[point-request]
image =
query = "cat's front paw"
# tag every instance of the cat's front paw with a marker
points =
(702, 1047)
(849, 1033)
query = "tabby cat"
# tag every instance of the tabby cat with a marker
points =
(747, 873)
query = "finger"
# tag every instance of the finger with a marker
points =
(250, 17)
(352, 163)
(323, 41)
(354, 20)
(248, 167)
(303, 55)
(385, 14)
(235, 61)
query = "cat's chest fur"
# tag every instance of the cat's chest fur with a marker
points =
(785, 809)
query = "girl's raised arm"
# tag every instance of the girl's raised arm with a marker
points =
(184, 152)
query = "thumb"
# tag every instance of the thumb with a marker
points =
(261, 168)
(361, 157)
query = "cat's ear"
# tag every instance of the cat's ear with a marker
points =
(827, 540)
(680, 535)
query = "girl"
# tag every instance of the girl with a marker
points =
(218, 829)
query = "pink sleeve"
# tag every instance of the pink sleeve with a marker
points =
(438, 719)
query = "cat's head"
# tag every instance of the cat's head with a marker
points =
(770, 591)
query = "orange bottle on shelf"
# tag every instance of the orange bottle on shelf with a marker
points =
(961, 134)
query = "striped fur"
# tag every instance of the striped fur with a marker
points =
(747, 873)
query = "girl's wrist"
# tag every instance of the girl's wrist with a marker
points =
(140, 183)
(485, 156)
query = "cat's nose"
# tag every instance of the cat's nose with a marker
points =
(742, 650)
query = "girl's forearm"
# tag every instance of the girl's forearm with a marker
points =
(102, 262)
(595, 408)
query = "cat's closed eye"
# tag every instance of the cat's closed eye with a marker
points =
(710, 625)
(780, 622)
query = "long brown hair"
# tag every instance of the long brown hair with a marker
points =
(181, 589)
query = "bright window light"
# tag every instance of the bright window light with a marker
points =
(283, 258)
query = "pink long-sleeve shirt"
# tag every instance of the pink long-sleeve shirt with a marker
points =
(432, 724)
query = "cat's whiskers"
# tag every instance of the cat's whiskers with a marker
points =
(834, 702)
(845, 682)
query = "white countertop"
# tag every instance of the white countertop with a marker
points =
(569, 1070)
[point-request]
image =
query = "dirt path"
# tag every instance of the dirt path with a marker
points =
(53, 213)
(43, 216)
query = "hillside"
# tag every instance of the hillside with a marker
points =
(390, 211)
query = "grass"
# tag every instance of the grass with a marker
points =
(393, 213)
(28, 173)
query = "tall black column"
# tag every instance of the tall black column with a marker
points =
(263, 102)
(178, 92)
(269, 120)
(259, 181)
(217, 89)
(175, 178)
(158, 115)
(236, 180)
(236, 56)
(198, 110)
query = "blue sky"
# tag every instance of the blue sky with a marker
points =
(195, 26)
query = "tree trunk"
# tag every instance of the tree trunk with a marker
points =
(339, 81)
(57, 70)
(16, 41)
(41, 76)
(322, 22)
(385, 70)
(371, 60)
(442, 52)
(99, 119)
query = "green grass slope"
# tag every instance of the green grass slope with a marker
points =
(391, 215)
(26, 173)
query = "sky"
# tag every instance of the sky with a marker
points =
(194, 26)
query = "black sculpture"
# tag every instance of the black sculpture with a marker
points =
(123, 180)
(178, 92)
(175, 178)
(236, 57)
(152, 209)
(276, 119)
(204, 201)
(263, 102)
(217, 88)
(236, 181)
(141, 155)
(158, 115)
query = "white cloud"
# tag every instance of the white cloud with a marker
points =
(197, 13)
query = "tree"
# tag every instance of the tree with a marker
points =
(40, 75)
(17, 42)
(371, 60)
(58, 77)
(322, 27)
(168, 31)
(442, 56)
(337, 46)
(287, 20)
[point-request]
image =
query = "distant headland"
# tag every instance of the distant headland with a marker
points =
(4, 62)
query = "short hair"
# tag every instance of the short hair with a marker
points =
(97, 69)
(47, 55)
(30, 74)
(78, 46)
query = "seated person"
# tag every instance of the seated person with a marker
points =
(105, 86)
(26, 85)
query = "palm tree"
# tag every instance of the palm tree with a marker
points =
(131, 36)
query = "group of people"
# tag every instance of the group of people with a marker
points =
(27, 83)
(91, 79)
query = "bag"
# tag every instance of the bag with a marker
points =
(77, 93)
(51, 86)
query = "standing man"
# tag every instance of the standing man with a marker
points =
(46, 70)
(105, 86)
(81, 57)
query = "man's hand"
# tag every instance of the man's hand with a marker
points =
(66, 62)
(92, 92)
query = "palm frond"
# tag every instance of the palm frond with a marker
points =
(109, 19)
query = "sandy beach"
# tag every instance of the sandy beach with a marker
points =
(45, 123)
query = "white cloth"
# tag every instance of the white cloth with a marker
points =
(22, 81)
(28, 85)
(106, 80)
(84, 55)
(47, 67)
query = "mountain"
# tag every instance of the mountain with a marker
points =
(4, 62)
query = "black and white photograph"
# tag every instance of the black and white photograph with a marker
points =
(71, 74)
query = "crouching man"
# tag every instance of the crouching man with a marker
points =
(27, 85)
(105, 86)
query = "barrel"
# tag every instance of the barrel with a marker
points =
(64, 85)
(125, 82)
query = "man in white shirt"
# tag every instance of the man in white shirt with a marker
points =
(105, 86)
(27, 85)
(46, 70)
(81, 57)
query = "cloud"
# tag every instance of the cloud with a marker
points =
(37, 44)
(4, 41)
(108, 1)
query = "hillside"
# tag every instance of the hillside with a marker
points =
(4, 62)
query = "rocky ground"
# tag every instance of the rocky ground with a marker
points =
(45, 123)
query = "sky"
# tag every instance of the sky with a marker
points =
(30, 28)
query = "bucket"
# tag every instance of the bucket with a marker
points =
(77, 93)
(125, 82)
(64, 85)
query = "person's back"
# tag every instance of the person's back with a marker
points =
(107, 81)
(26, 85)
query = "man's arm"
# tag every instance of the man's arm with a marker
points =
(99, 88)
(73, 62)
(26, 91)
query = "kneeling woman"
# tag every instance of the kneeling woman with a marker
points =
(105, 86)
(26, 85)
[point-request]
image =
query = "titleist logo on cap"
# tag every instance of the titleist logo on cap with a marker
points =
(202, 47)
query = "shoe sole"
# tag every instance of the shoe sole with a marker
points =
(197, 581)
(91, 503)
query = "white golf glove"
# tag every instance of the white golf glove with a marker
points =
----------
Every entry above must be returned word for word.

[point-request]
image =
query = "cat's front paw"
# tag every instance of the cat's front paw with a marker
points =
(702, 1047)
(849, 1033)
query = "tabby cat"
# tag every instance of the tabby cat with a marker
points =
(747, 873)
query = "finger"
# tag every instance of the finger with a marker
points =
(250, 17)
(352, 163)
(323, 41)
(354, 20)
(248, 167)
(303, 55)
(385, 14)
(235, 61)
query = "cat's chest fur"
# tag every instance of the cat's chest fur with a marker
points =
(785, 809)
query = "girl's raised arm"
# tag every instance of the girl's raised arm with a marker
points =
(184, 152)
query = "thumb"
# tag every instance of the thumb with a marker
points =
(261, 168)
(361, 157)
query = "cat's ear"
# tag every instance of the cat's ear with a marker
points =
(827, 540)
(680, 535)
query = "girl"
# tag every instance of the girl with a marker
points =
(218, 829)
query = "pink sleeve"
# tag every instance of the pink sleeve with a marker
points =
(438, 719)
query = "cat's head"
# tag every instance of the cat's head with a marker
points =
(770, 591)
query = "orange bottle on shelf"
# tag every instance of the orange bottle on shelf with a marker
points =
(961, 134)
query = "striped fur"
# tag every instance of the striped fur with a marker
points =
(747, 873)
query = "girl's wrist"
# tag every instance of the girl's wrist with a marker
points =
(140, 183)
(485, 156)
query = "cat's nose"
# tag every instance of the cat's nose with a marker
points =
(742, 650)
query = "girl's forearm"
# tag every instance of the girl's forearm with a marker
points =
(102, 262)
(595, 408)
query = "cat's closed eye"
# tag every instance of the cat's closed eye with a marker
points =
(710, 625)
(780, 622)
query = "long brown hair"
# tag every instance of the long brown hair with a marker
points =
(181, 589)
query = "bright window light"
# tag every instance of the bright window light with a marker
points =
(283, 258)
query = "pink long-sleeve shirt"
# tag every instance of the pink long-sleeve shirt with a marker
points =
(432, 724)
query = "cat's whiskers"
# tag every instance of the cat's whiskers with a marker
points =
(834, 702)
(845, 682)
query = "white countertop"
# tag every instance of the white countertop with a marker
points =
(569, 1070)
[point-request]
image =
query = "dirt path"
# tag every instance of the dirt path with a marker
points =
(53, 213)
(43, 216)
query = "hillside"
# tag every instance of the hillside with a marker
points =
(390, 211)
query = "grass"
# tag every instance of the grass with a marker
points =
(393, 213)
(28, 173)
query = "tall black column"
# tag every instance of the tall black column with a marker
points =
(263, 102)
(178, 92)
(269, 120)
(259, 181)
(217, 89)
(175, 178)
(158, 115)
(236, 180)
(236, 56)
(198, 110)
query = "blue sky"
# tag every instance of the blue sky with a marker
points =
(195, 26)
query = "tree trunk"
# tag every instance of the tree trunk with a marker
points =
(339, 81)
(57, 70)
(16, 41)
(41, 76)
(322, 22)
(385, 70)
(371, 60)
(442, 52)
(99, 119)
query = "green grass slope"
# tag every instance of the green grass slope with a marker
points =
(391, 215)
(26, 173)
query = "sky"
# tag every instance of the sky with a marker
points =
(194, 26)
query = "black sculpture"
# tag every instance of the black sculpture with a marker
points =
(123, 180)
(178, 92)
(175, 178)
(236, 57)
(152, 209)
(276, 119)
(204, 201)
(263, 102)
(217, 88)
(236, 181)
(141, 155)
(158, 115)
query = "white cloud"
# tag every instance of the white cloud with a marker
points =
(197, 13)
query = "tree"
# tag every instance of the tree with a marker
points =
(40, 75)
(17, 42)
(371, 60)
(58, 77)
(322, 27)
(168, 31)
(442, 56)
(337, 46)
(287, 20)
[point-request]
image =
query = "distant headland"
# tag every instance of the distant headland with a marker
points =
(4, 62)
query = "short hair"
# tag every instance of the short hair with a marker
points =
(97, 69)
(47, 55)
(30, 74)
(78, 46)
query = "seated person"
# tag every instance of the seated person with a marker
points =
(105, 86)
(26, 85)
query = "palm tree"
# tag every instance of the palm tree with a marker
points =
(131, 36)
query = "group of people"
# tag every instance of the group of people with a marker
points =
(27, 83)
(91, 79)
query = "bag"
# tag every instance of the bag with a marker
points =
(77, 93)
(51, 86)
query = "standing man"
# tag every instance of the standing man with a marker
points =
(46, 70)
(105, 86)
(81, 57)
query = "man's hand"
# tag every instance of the man's hand with a marker
points =
(66, 62)
(92, 92)
query = "palm frond"
# tag every instance of the palm frond with a marker
points =
(109, 19)
query = "sandy beach"
# tag every instance of the sandy beach with a marker
points =
(45, 123)
query = "white cloth"
# tag every instance of the white cloth with a marker
points =
(22, 81)
(28, 85)
(106, 80)
(84, 55)
(47, 67)
query = "mountain"
# tag every instance of the mountain with a marker
points =
(4, 62)
query = "black and white photograph"
# tag every instance of the black and white photograph with a marker
points =
(71, 74)
query = "crouching man"
# tag every instance of the crouching man with a marker
points =
(27, 85)
(105, 86)
query = "barrel"
# tag every instance of the barrel with a marker
points =
(64, 85)
(125, 82)
query = "man in white shirt"
# tag every instance of the man in white shirt with a marker
points =
(105, 86)
(27, 85)
(46, 70)
(81, 57)
query = "cloud"
# tag every instance of the cloud with a marker
points =
(37, 44)
(4, 41)
(108, 1)
query = "hillside"
# tag every instance of the hillside with a marker
points =
(4, 62)
query = "rocky ground"
# tag every instance of the rocky ground with a marker
points =
(45, 123)
query = "sky"
# tag every instance of the sky with a marker
points =
(30, 28)
query = "bucket"
# tag every instance of the bucket with a marker
points =
(77, 93)
(125, 82)
(64, 85)
query = "person's back"
# tag every instance of the person's back with a marker
points =
(107, 81)
(26, 85)
query = "man's arm"
# tag every instance of the man's arm with a marker
points =
(99, 88)
(73, 62)
(26, 91)
query = "kneeling woman"
# tag every instance of the kneeling woman with a marker
points =
(105, 86)
(26, 85)
[point-request]
image =
query = "titleist logo on cap"
# tag every instance of the titleist logo on cap with a marker
points =
(202, 47)
query = "shoe sole"
# tag every instance of the shoe sole with a marker
points =
(197, 581)
(91, 503)
query = "white golf glove"
# tag every instance of the white golf glove with a marker
points =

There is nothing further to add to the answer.